**Exercises to complete**
(a) Condense the paragraph of the post on what makes a woman that begins "At the same time, however" into a short bulleted list that keeps its main points.
(b) Reproduce everything in the post on what makes a woman from "In the first" down to "change your DNA.", word for word.

**Excerpt provided**

▬▬▬▬▬▬▬▬▬▬

WHAT MAKES A WOMAN?


Posted on October 8th, by Doug Ponder in Culture, Family, Life. 1 Comment

WHAT MAKES A WOMAN?

Written by on October 8, 2015

Jenner vs. Feminism vs. Jesus

From time to time God gives us an occasion for seeing our hardhearted blindness. By almost every measure, the Bruce Jenner saga is just such an occasion.

In the first place, we have witnessed our society support someone who is very sick instead of actually helping him. In the name of “love” we lied to a man and told him that he could do something impossible. And then we gave him an award for bravery, when we should have given him counseling. Counseling is what you would give if a man said he was a sparrow born in a human body. We all know that’s impossible, because biology and identity are connected. That man could not be a human in his body and a sparrow in his mind anymore than someone could be male “between their legs” but female “between their ears.” In the same way, Bruce Jenner was born with an X and a Y chromosome, and so he cannot possibly be a woman, nor could he ever become one. No amount of pills and surgeries can change your DNA.

At the same time, however, Bruce did something that made feminists quite cross (which isn’t very hard to do). In trying to become a woman he began wearing dresses; he painted his fingernails; he started talking more about his emotions and his “sensitive side”; he wore make-up and a wig with long hair. Instead of ‘smashing the patriarchy,’ Bruce did things that seem to reinforce it, feminists say.

He is not unique, however. Almost every person who suffers from gender identity disorder (the psychological name for what is commonly called “transgenderism”) demonstrates a strong urge to dress and act like the other sex. Actually, this urge is how many profess to first “discover” that they are born in the “wrong body.” But if, as feminism insists, differences between male and female or masculine and feminine are merely cultural constructs, then there is no standard of dress or behavior for transpeople to conform to.

Indeed, if the feminists are correct in their assertions about womanhood, this means that Bruce Jenner could have declared himself a woman without changing anything. He could “walk like a man, talk like a man,” as Frankie Valli sang, but simply declare himself a woman by fiat.

But if Bruce did that, you might be thinking, he wouldn’t “look like” a woman. Your sexism is showing, say the feminists, who think it’s misogynistic and restrictive to talk of women looking a certain way. Yet Bruce and other trans people seem to have gotten the memo. For all his faults, Bruce does recognize that there are differences between men and women, and these differences run so deeply that they find ways of expressing themselves in every culture.

This is why the Jenner vs. feminism debate is such an important one. It’s one of those rare moments that shows us just how blind and confused we have become. For the two sides are dealing with the same question—What makes a woman?—but neither has a consistent answer. Thankfully, there’s a third contestant in this debate. He has a word of truth for us, and it’s the kind that sets us free (John 8:32).

▬▬▬▬▬▬▬▬▬▬

[Saved entries]
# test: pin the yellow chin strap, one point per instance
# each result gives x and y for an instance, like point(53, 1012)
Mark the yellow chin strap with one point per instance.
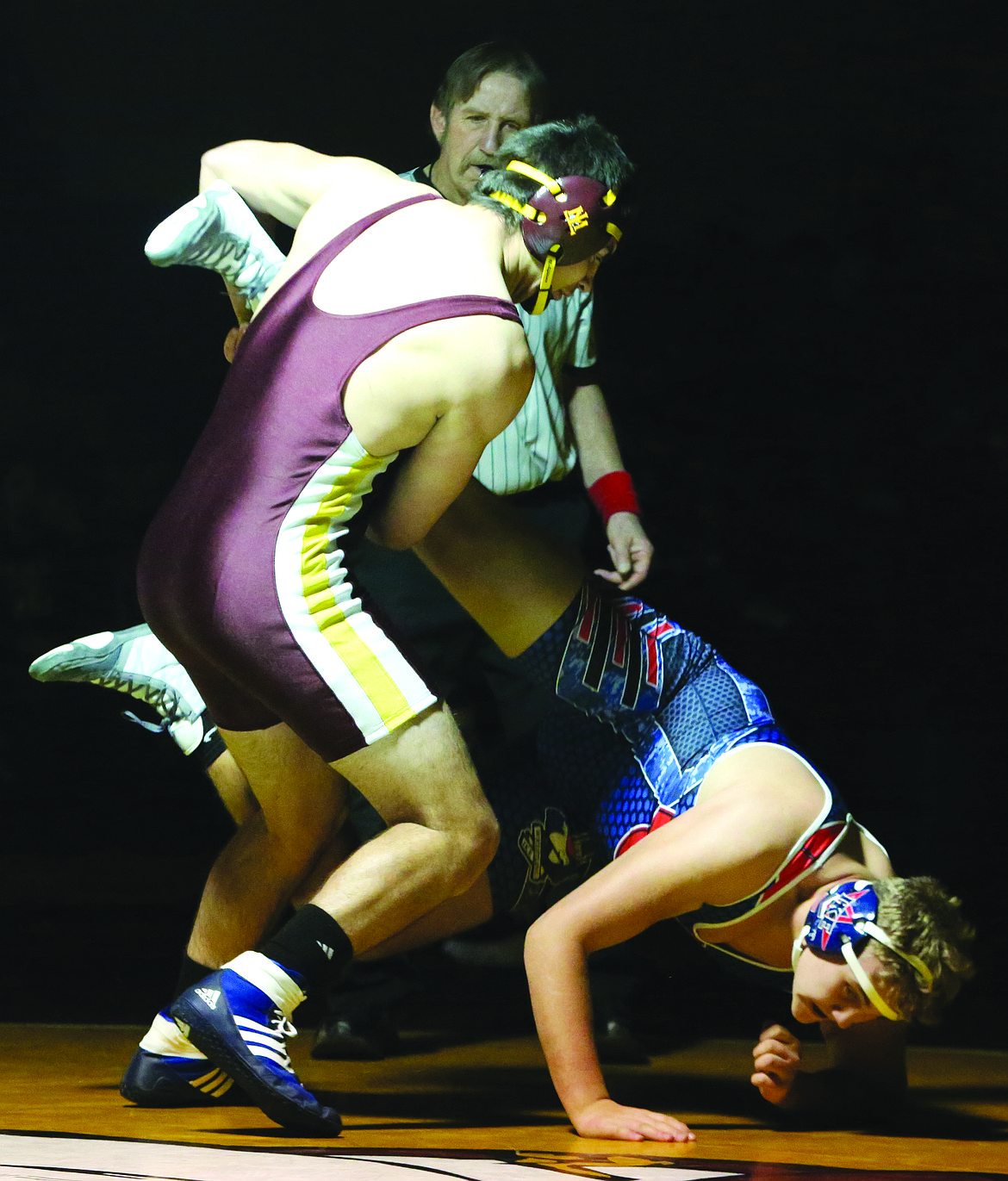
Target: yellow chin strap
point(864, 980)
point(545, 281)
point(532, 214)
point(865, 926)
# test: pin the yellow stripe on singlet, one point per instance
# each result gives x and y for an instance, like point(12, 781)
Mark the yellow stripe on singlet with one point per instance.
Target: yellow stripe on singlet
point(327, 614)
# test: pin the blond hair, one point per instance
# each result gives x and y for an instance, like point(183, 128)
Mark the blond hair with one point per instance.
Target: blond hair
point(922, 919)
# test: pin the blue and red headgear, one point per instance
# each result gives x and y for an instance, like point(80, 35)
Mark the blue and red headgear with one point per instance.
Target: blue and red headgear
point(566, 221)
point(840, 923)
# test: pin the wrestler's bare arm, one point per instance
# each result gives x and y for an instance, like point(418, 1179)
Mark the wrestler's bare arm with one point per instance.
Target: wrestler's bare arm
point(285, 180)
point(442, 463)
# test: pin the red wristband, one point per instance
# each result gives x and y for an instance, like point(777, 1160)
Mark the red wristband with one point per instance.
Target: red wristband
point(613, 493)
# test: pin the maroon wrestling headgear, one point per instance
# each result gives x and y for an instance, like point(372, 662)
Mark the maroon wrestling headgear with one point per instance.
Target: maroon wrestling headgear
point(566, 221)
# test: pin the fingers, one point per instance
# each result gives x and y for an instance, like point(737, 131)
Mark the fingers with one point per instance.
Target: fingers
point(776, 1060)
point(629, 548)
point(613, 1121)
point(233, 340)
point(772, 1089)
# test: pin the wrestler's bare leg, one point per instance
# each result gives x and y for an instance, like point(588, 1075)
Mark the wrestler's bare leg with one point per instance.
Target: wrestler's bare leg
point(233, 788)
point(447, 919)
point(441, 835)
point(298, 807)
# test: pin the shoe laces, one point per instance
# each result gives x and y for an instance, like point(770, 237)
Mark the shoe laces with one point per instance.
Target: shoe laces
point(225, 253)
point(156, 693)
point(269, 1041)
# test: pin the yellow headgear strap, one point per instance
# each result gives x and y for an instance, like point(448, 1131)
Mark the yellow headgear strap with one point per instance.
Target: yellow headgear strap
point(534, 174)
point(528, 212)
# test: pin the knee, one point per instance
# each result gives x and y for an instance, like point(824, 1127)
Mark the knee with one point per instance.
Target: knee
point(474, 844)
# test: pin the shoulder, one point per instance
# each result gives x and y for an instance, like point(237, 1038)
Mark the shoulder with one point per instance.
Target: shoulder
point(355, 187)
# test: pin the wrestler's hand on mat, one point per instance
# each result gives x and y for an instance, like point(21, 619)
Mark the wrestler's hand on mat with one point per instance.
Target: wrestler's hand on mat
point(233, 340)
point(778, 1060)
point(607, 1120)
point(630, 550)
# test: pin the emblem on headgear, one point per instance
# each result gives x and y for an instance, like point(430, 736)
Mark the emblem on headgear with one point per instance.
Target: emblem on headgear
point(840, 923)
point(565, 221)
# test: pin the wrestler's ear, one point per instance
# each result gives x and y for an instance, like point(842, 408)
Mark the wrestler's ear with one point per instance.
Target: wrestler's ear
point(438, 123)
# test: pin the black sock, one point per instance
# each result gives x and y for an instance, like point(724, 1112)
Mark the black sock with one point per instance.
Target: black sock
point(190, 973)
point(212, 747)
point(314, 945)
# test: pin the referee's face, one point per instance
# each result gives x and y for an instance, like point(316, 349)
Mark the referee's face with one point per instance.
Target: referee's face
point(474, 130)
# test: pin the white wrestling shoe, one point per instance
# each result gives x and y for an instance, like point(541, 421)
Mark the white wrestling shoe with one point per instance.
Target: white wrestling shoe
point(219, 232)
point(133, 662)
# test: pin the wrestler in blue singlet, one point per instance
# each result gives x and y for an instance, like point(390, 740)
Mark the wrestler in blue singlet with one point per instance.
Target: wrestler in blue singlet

▬▬▬▬▬▬▬▬▬▬

**Solutions per task**
(a)
- Bruce did something that made feminists cross.
- In trying to become a woman, he wore dresses, painted his fingernails, talked more about his emotions and his "sensitive side," and wore make-up and a wig with long hair.
- Feminists say these actions seem to reinforce the patriarchy instead of smashing it.

(b)
In the first place, we have witnessed our society support someone who is very sick instead of actually helping him. In the name of “love” we lied to a man and told him that he could do something impossible. And then we gave him an award for bravery, when we should have given him counseling. Counseling is what you would give if a man said he was a sparrow born in a human body. We all know that’s impossible, because biology and identity are connected. That man could not be a human in his body and a sparrow in his mind anymore than someone could be male “between their legs” but female “between their ears.” In the same way, Bruce Jenner was born with an X and a Y chromosome, and so he cannot possibly be a woman, nor could he ever become one. No amount of pills and surgeries can change your DNA.